## Begin Extracted material
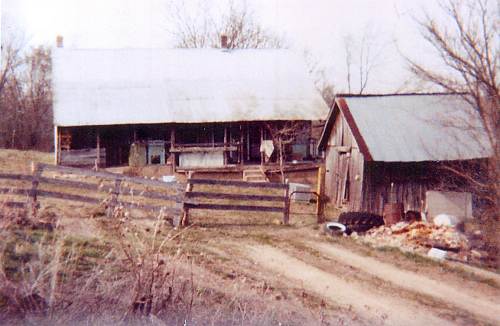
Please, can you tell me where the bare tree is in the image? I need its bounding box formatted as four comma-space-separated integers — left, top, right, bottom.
344, 36, 352, 94
304, 50, 335, 107
343, 25, 385, 94
0, 45, 53, 150
170, 1, 283, 49
408, 0, 500, 264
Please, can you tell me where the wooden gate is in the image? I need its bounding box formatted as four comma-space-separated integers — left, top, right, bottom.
183, 178, 290, 224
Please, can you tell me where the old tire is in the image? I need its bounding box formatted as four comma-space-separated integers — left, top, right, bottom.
339, 212, 384, 233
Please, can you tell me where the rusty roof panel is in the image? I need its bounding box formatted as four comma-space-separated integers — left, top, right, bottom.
344, 94, 492, 162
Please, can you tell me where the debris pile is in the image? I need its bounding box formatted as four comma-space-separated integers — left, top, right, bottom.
358, 222, 473, 262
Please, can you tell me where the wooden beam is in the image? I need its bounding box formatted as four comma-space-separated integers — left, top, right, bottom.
54, 126, 60, 165
259, 126, 264, 165
170, 125, 176, 173
238, 123, 244, 164
187, 179, 288, 189
95, 129, 101, 171
223, 126, 229, 165
186, 191, 285, 202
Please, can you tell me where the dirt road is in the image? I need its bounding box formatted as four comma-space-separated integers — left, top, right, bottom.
249, 246, 453, 325
308, 242, 500, 324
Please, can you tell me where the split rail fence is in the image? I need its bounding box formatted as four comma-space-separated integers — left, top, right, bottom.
0, 163, 183, 217
0, 163, 290, 225
184, 177, 290, 224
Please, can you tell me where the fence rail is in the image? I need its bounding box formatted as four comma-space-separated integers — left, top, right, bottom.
0, 163, 290, 225
0, 163, 183, 217
183, 177, 290, 224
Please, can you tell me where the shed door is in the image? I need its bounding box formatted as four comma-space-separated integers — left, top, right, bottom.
335, 153, 350, 207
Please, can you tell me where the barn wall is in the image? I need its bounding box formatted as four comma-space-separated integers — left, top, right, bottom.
361, 162, 443, 214
325, 114, 364, 211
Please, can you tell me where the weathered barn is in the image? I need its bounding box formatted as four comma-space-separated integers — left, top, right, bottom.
## End Extracted material
• [Instruction]:
Update every item above by replacing "bounding box" with "enclosing rectangle" and leaving everything else unchanged. Leave the pictures out of your answer.

• [Solution to this exercise]:
Please, can you tell me where the bare tree is in the image? I need its enclosing rectangle formatted as four comma-space-separated integers — left, top, right, bottom.
344, 36, 352, 94
304, 50, 335, 107
343, 25, 385, 94
0, 45, 53, 150
170, 1, 283, 49
408, 0, 500, 264
Please, can you tell me where the wooden gate is in the image? I need its enclosing rectangle formatted as four comma-space-separated integers — left, top, right, bottom.
183, 178, 290, 224
Please, can you tell me where the old tire is in the image? I need its enclosing rectangle formatted as four comma-space-separated integers — left, top, right, bottom.
339, 212, 384, 233
Please, can you tell me where the rusty roof panel is in the image? I need its enclosing rectangle formatted as four comma-space-separated integers — left, top, right, bottom.
344, 94, 492, 162
Please, can you tell me where the debris pile is in the image? I need its enclosing rectangle formatted as four comma-space-separated integers — left, top, right, bottom.
358, 222, 473, 262
Please, can you tell me where the wooden beam is in the image? I need its enclosing rectangle formatted as four comma-space-separated integers — left, top, right, bottom.
54, 126, 60, 165
259, 126, 264, 165
170, 125, 176, 173
238, 123, 244, 164
187, 179, 288, 189
95, 129, 101, 171
223, 126, 229, 165
186, 191, 285, 202
Please, can you tell me where the dirt road is in the image? I need its enclosing rectangle formatted as four comma-space-separated integers — left, top, right, bottom.
249, 246, 453, 325
308, 242, 500, 324
Please, can you tell me where the split rail fence is in the image? I need its enclosing rectangle formatted as four comma-space-separated integers — left, top, right, bottom.
0, 163, 183, 217
0, 163, 290, 225
184, 177, 290, 224
Please, can you tell me where the fence rail is in the image? I need its enclosing rectangle formatted as four comma-space-separated integers — left, top, right, bottom.
0, 163, 290, 225
0, 163, 183, 217
183, 177, 290, 224
Please, can you tell me where the shed door is in the image? I need its enclosing rectangle formatted as four comma-space-separated integers — left, top, right, bottom.
335, 153, 350, 207
Please, can you tell me where the barn wall is in the image? I need its enclosing rectangle formatted as four comma-space-separated integers — left, top, right, bottom.
361, 162, 443, 214
325, 114, 364, 211
Please, can you tell me where the weathered barn is in the image? I need its enclosing rectangle formatted as four comma-space-separated integers — left, top, right, bottom.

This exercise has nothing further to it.